> **Your goal**: Reproduce every one of the following records verbatim, line for line.

> **Listed entries**:
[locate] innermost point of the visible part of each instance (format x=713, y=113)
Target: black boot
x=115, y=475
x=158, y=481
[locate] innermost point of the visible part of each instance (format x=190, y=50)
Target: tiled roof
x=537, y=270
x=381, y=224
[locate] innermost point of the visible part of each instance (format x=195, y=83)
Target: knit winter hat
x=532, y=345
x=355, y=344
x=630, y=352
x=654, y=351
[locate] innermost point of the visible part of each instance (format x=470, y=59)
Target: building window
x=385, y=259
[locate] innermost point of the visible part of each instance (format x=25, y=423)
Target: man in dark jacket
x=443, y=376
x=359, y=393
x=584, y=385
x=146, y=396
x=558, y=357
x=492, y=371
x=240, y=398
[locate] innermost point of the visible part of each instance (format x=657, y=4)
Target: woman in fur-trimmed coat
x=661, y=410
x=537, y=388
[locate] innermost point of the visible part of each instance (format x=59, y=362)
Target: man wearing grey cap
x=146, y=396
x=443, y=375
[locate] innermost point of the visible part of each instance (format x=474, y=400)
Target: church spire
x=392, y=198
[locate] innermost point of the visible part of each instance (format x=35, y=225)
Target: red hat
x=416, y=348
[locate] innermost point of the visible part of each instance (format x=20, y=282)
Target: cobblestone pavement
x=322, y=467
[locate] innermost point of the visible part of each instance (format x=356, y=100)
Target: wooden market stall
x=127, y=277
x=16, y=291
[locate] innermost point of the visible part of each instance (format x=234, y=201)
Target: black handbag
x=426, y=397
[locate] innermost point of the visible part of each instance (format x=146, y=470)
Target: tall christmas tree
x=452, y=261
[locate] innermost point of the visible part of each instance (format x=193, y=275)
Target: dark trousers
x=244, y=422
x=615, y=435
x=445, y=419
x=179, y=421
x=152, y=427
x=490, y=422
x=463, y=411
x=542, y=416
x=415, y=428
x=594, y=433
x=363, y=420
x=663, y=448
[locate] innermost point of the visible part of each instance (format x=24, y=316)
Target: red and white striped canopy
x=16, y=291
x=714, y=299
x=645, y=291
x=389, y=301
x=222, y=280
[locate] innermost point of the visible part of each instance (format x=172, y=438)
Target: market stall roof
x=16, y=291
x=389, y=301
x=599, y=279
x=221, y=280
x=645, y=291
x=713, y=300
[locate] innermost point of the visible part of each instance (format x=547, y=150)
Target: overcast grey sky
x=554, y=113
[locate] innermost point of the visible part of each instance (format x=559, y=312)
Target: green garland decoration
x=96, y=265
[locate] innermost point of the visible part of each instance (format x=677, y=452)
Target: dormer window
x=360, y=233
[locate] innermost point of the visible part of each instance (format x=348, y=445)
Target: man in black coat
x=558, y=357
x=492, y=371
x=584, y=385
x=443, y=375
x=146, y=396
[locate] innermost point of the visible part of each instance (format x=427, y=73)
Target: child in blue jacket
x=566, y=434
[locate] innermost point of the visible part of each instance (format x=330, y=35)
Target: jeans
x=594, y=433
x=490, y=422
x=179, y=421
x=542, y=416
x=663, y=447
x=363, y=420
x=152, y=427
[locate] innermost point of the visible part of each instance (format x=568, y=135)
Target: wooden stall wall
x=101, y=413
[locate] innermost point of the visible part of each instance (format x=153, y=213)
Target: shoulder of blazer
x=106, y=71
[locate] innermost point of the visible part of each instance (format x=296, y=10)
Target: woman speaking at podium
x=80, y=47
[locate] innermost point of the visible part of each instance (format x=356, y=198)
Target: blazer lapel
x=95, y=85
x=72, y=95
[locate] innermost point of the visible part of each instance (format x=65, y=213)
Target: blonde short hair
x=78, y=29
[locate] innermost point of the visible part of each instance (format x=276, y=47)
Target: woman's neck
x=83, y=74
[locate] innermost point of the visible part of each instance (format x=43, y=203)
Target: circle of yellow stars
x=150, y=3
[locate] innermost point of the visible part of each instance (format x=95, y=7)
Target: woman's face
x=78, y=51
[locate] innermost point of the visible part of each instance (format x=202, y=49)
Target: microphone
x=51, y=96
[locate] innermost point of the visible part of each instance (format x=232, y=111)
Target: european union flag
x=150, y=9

> **Correct result**:
[locate] innermost point of the visible part of each instance (format x=713, y=113)
Target: black boot
x=115, y=475
x=158, y=481
[locate] innermost point of the visible part of each instance (format x=190, y=50)
Target: tiled roof
x=537, y=270
x=381, y=224
[locate] innermost point of the visible part of each instance (format x=195, y=83)
Target: knit winter hat
x=532, y=345
x=355, y=344
x=630, y=352
x=654, y=351
[locate] innermost point of the visible part of each instance (format x=470, y=59)
Target: building window
x=385, y=259
[locate] innermost point of the visible part of each instance (format x=25, y=423)
Target: man in dark jacket
x=443, y=376
x=359, y=393
x=584, y=385
x=146, y=396
x=558, y=357
x=492, y=371
x=240, y=398
[locate] innermost point of the visible part of each instance (format x=657, y=4)
Target: woman in fur-trimmed coat
x=661, y=410
x=537, y=388
[locate] innermost point of the visible part of each instance (format x=59, y=362)
Target: man wearing grey cap
x=146, y=396
x=443, y=375
[locate] innermost point of the visible part of each instance (format x=474, y=400)
Target: church spire
x=392, y=198
[locate] innermost point of the visible part of each instance (format x=35, y=225)
Target: red hat
x=416, y=348
[locate] innermost point of the visible part of each instance (format x=20, y=282)
Target: cobblestone pavement
x=322, y=467
[locate] innermost point of the visible part of each instance (format x=356, y=100)
Target: wooden market stall
x=127, y=277
x=16, y=291
[locate] innermost point of the visible part of each instance (format x=234, y=201)
Target: black handbag
x=426, y=397
[locate] innermost point of the visible part of each instance (format x=146, y=470)
Target: tall christmas tree
x=452, y=261
[locate] innermost point of the visible part of each instance (format x=193, y=275)
Target: dark trousers
x=244, y=422
x=615, y=435
x=445, y=419
x=179, y=421
x=152, y=427
x=490, y=422
x=463, y=411
x=542, y=416
x=415, y=428
x=594, y=433
x=363, y=420
x=663, y=448
[locate] innermost point of the visible part of each instance (format x=24, y=316)
Target: red and white striped canopy
x=16, y=291
x=714, y=299
x=645, y=291
x=389, y=301
x=222, y=280
[locate] innermost point of the visible part of each instance (format x=172, y=438)
Target: market stall roof
x=16, y=291
x=389, y=301
x=599, y=279
x=221, y=280
x=645, y=291
x=713, y=300
[locate] innermost point of the visible part of each instance (format x=547, y=150)
Target: overcast grey sky
x=554, y=113
[locate] innermost point of the visible part of each instance (format x=559, y=312)
Target: green garland decoration
x=96, y=265
[locate] innermost point of the visible part of each instance (format x=677, y=452)
Target: dormer window
x=360, y=233
[locate] innermost point of the visible part of each instance (format x=348, y=445)
Target: man in black coat
x=558, y=357
x=492, y=371
x=584, y=385
x=443, y=375
x=146, y=396
[locate] innermost point of the visible part of each instance (format x=427, y=73)
Target: child in blue jacket
x=566, y=434
[locate] innermost point of the visible part of each instance (format x=330, y=35)
Target: jeans
x=594, y=433
x=490, y=422
x=179, y=421
x=542, y=416
x=663, y=447
x=363, y=420
x=152, y=427
[locate] innermost point of the visible part of each instance (format x=568, y=135)
Target: wooden stall wall
x=101, y=413
[locate] innermost point of the visible part of each instance (format x=153, y=213)
Target: shoulder of blazer
x=106, y=71
[locate] innermost point of the visible part of each instance (format x=296, y=10)
Target: woman speaking at podium
x=80, y=47
[locate] innermost point of the visible part of each instance (format x=356, y=198)
Target: blazer lapel
x=95, y=85
x=72, y=95
[locate] innermost point of the visible part of each instance (format x=65, y=213)
Target: blonde short hair
x=78, y=29
[locate] innermost point of the visible part of each instance (format x=276, y=47)
Target: woman's neck
x=83, y=74
[locate] innermost point of the visible part of each instance (format x=43, y=203)
Target: circle of yellow stars
x=150, y=3
[locate] innermost point of the visible part of each instance (format x=95, y=7)
Target: woman's face
x=78, y=51
[locate] innermost point of the visible part of each instance (format x=202, y=49)
Target: microphone
x=51, y=96
[locate] innermost point of the visible part of each instance (format x=232, y=111)
Target: european union flag
x=150, y=9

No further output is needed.